____ Information given

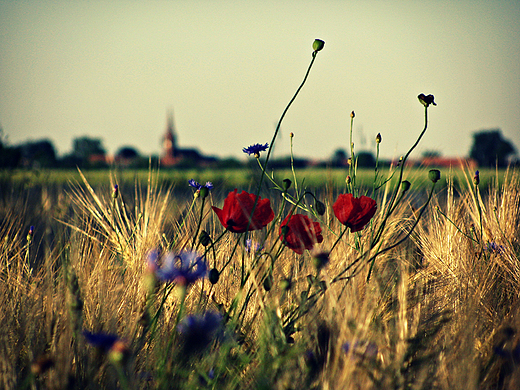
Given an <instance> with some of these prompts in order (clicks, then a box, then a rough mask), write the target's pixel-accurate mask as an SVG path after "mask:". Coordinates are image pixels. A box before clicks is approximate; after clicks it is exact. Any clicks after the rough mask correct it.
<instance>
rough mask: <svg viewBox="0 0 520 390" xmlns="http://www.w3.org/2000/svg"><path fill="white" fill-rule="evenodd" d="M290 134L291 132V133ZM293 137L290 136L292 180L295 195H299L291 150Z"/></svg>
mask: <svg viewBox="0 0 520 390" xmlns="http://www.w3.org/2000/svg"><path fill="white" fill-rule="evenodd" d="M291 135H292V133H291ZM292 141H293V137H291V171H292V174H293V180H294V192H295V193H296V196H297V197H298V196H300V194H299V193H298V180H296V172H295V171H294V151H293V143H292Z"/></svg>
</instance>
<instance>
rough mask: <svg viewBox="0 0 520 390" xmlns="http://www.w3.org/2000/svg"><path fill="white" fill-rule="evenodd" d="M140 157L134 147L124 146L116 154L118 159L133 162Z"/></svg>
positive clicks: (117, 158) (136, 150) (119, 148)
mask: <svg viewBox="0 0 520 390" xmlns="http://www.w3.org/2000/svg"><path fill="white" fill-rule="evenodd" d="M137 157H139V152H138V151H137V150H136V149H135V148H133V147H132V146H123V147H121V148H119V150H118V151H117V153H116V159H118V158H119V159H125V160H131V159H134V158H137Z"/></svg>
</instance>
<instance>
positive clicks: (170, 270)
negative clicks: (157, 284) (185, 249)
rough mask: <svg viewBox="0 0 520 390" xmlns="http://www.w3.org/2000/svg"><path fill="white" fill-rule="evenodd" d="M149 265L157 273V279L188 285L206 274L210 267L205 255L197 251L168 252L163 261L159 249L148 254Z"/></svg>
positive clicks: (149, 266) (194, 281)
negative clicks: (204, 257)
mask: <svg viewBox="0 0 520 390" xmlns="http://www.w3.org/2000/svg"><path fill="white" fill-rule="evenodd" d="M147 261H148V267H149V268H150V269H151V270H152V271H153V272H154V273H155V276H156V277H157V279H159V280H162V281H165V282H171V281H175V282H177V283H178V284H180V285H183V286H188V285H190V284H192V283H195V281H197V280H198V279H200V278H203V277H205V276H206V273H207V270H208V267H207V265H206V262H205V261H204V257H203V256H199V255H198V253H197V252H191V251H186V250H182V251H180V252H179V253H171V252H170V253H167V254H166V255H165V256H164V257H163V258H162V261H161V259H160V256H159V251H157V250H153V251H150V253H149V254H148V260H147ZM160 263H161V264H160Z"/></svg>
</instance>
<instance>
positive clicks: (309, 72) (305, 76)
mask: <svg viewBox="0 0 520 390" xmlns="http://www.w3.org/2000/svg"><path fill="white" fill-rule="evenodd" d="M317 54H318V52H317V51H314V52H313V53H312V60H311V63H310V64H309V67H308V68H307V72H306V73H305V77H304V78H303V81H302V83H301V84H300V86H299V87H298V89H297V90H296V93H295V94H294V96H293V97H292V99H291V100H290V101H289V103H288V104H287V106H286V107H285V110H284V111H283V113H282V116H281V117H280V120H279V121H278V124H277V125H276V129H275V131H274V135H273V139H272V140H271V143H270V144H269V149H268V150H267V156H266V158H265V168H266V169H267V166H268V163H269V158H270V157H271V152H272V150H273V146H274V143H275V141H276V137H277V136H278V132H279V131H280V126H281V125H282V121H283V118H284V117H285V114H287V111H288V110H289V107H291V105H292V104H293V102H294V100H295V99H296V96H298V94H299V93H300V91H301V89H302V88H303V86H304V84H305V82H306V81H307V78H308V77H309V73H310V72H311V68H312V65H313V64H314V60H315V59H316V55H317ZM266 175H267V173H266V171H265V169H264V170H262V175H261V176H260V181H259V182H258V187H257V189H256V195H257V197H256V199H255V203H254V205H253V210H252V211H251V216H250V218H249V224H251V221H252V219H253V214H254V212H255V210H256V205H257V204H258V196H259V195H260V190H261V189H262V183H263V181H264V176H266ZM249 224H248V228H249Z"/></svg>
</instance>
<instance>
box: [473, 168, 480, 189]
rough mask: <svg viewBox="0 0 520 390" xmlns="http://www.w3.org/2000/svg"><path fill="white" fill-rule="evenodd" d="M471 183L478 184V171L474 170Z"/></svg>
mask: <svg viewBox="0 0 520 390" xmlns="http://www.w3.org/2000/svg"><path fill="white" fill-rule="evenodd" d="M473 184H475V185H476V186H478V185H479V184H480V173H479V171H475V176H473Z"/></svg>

________
____ Information given

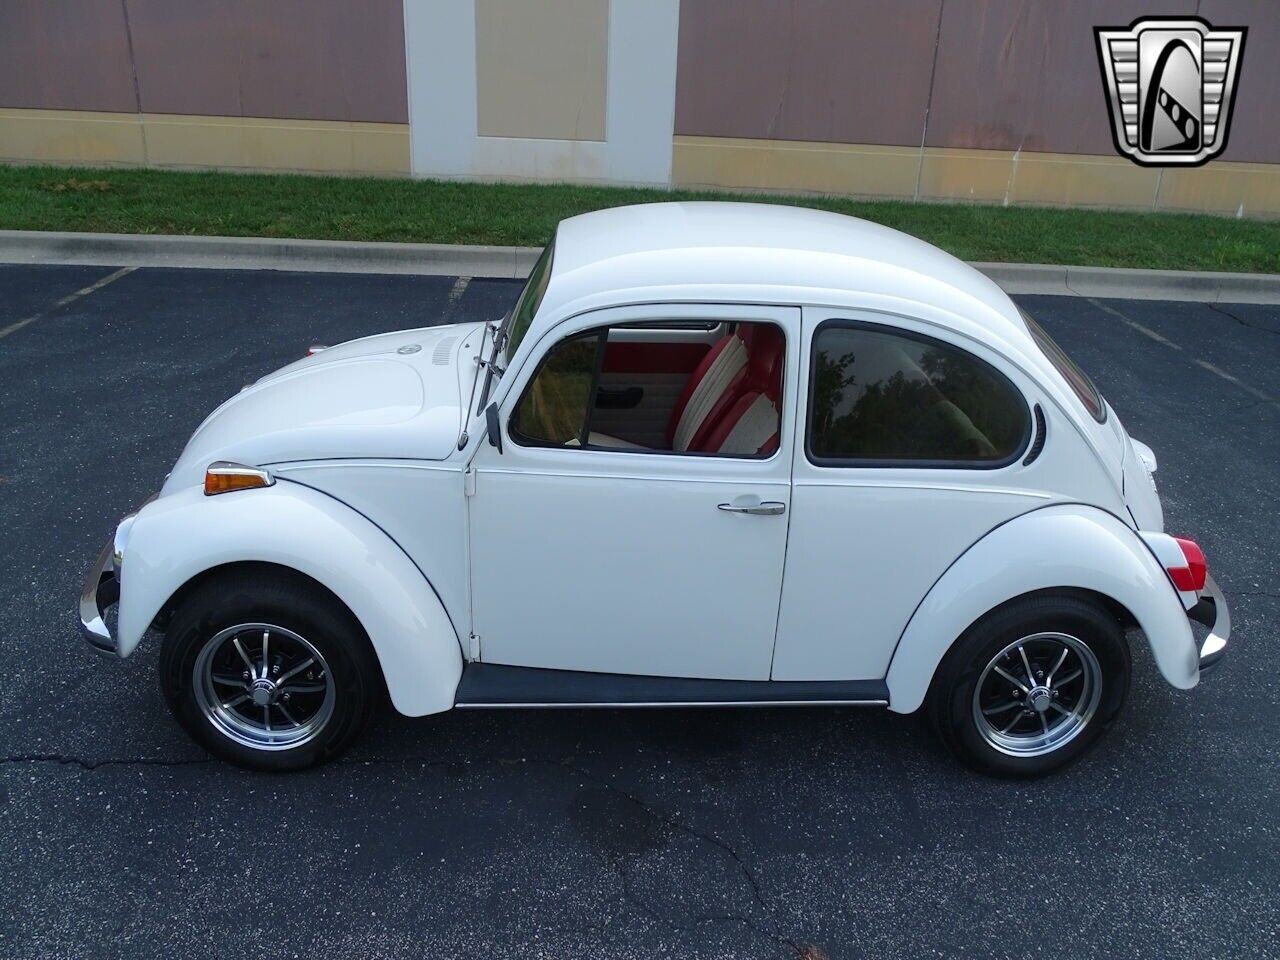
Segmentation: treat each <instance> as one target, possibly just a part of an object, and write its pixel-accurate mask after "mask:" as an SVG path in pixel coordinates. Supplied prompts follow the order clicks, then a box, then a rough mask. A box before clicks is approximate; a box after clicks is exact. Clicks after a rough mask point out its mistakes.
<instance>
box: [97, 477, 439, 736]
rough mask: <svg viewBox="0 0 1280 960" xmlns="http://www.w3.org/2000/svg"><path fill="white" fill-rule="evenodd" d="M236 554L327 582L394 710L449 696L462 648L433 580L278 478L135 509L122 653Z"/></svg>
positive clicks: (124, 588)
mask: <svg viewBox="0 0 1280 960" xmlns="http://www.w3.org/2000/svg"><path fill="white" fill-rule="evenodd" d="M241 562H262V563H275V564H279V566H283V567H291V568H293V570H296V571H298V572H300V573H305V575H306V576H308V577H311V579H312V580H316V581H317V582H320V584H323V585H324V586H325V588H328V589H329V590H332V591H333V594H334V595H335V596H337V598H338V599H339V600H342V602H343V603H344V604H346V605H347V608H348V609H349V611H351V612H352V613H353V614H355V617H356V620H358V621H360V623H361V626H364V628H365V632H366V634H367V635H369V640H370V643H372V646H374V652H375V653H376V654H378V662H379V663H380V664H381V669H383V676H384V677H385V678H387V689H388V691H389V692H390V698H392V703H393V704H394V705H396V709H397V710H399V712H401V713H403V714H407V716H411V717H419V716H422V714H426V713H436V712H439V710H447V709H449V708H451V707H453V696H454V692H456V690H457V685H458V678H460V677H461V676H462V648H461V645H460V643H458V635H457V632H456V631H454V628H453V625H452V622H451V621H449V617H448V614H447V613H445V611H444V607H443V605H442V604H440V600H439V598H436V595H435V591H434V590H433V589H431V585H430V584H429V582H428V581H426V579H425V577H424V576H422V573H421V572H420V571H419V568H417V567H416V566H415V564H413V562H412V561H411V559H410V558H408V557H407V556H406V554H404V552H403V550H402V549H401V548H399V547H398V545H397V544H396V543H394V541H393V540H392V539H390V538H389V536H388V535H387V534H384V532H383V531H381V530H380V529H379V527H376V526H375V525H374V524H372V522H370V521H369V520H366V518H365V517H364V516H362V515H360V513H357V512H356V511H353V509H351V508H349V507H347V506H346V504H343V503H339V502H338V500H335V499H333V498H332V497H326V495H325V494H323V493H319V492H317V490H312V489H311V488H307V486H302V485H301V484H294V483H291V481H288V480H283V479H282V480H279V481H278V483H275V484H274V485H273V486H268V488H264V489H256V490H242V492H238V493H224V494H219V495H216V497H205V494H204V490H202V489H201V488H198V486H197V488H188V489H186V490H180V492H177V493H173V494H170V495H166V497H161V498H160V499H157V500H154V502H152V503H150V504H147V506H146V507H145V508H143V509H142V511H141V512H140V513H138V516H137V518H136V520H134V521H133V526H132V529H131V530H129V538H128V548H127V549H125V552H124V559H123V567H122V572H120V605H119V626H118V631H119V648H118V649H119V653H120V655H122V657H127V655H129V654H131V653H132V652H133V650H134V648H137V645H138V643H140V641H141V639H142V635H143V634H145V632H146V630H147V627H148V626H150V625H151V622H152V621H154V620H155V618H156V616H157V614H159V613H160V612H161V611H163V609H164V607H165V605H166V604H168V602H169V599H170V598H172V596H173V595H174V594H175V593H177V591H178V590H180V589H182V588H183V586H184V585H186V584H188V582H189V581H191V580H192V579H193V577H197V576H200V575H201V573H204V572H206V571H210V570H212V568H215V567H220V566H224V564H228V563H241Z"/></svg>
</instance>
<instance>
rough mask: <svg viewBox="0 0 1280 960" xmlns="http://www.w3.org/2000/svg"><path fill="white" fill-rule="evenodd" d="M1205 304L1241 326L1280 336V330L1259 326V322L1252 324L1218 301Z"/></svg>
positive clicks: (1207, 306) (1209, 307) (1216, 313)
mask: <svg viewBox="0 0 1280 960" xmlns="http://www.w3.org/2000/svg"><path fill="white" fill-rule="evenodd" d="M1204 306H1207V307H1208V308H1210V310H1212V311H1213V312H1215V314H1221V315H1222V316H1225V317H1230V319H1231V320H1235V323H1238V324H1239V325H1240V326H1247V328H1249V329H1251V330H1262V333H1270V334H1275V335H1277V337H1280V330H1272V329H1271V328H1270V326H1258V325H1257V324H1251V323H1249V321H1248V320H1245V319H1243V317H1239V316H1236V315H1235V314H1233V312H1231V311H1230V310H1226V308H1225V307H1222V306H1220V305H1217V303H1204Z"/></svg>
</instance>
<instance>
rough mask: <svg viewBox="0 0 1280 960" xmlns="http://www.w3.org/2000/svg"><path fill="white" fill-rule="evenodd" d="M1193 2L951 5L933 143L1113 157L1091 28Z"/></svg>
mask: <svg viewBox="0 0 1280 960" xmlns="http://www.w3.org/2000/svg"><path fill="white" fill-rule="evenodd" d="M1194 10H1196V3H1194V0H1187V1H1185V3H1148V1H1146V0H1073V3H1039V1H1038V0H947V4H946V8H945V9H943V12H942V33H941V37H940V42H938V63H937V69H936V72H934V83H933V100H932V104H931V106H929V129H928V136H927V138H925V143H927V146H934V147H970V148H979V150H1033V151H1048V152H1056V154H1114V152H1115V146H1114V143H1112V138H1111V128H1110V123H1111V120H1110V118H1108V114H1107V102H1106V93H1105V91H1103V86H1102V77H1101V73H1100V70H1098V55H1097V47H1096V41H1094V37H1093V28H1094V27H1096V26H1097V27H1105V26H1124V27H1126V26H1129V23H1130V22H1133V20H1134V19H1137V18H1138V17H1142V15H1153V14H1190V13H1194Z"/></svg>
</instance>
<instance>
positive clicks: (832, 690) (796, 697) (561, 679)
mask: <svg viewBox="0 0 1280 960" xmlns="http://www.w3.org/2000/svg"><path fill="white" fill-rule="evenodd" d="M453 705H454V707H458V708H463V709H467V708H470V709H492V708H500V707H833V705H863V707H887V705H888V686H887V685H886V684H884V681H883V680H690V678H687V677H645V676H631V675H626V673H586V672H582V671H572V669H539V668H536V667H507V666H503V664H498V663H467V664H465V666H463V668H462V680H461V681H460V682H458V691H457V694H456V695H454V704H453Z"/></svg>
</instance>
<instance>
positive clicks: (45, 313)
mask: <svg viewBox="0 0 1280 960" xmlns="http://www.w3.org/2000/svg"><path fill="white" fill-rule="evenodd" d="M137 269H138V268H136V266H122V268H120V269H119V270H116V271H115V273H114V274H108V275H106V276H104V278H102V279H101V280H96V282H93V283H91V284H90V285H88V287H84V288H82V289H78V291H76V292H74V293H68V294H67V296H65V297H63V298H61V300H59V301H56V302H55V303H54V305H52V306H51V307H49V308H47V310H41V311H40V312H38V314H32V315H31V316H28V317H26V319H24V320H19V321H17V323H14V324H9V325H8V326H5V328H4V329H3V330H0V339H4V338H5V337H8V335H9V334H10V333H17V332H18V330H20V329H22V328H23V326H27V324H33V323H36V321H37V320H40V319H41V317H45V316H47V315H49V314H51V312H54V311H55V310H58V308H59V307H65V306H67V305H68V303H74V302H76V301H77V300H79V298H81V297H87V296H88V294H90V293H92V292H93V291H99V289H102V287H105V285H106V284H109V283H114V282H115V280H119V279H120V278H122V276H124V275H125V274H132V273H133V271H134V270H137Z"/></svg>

________

What you need to do - Filter the lines above, copying every one that contains the word "prompts". Treat case as significant.

Answer below -
Given an <instance> with some of these prompts in order (clicks, then a box, then a rough mask), write the target's pixel-accurate mask as an SVG path after "mask:". Coordinates are image pixels. A box before clicks is approximate; after clicks it is exact. Any clicks after the rough mask correct it.
Segmentation: treat each <instance> as one target, possibly just a part of an object, and write its pixel-accurate mask after "mask:" as an SVG path in pixel coordinates. Supplied prompts follow the order clicks, then a box, then a rough mask. A box before clicks is approximate; a box after clicks is exact. Clicks after a rough mask point out its mistakes.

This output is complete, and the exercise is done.